WeWork Prestige Central 3[rd] Floor, 36 Infantry Road Bengaluru 560001, India Tel: +91 80 22231414 www.3M.com/in

November 10, 2023

To,

  1. BSE Limited,

1st Floor, New Trading Ring, Rotunda Building P.J. Towers, Dalal Street, Fort Mumbai - 400 001

Scrip Code - 523395

  1. National Stock Exchange of India Limited Exchange Plaza, Bandra – Kurla Complex Bandra (E), Mumbai – 400 051

Scrip Code – 3MINDIA Sub: Disclosure pursuant to Regulation 30 of the SEBI (Listing Obligations and Disclosure Requirements) Regulations, 2015

Ref: Term-sheet to be executed in relation to the health care business

Pursuant to Regulation 30 of SEBI (Listing Obligations and Disclosure Requirements) Regulations, 2015, we wish to inform you that the board of directors of 3M India Limited (“ Company ”), in the board meeting held today i.e., on November 10, 2023 discussed and approved the binding term sheet proposed to be executed with 3M Healthcare US Opco, LLC (US), 3M Healthcare LATAM/APAC Export Corporation (US), 3M Healthcare Intellectual Properties Company (US) and 3M Unitek Corporation (US), which setsout the key terms and conditions for the licensed manufacturing, reselling and distributorship arrangements to be entered into between the aforesaid entities and the Company in relation to the Health Care business of the Company. The aforesaid term sheet was negotiated and finalized pursuant to the approval granted by the board of directors of the Company in their meeting held on May 30, 2023.

Record extracts:
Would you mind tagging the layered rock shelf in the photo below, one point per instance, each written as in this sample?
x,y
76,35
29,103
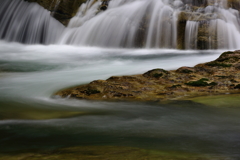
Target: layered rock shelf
x,y
221,76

Written instruction A: According to the disclosure letter, on what date did the board meeting that approved negotiating the term sheet take place?
Written instruction B: Rescale the records by writing out every line again, requests included. Multiply each point coordinate in the answers by 0.75 and round to whole numbers, with halves rounded up. Leave the numbers in the requests and their format samples as they are, and leave the pictures out.
The disclosure letter and the records come from unrelated sources.

Complete answer A: May 30, 2023.

Complete answer B:
Would you mind tagging the layered rock shelf in the photo below, one point per instance, each written as in this sample?
x,y
76,35
29,103
Target: layered rock shelf
x,y
166,57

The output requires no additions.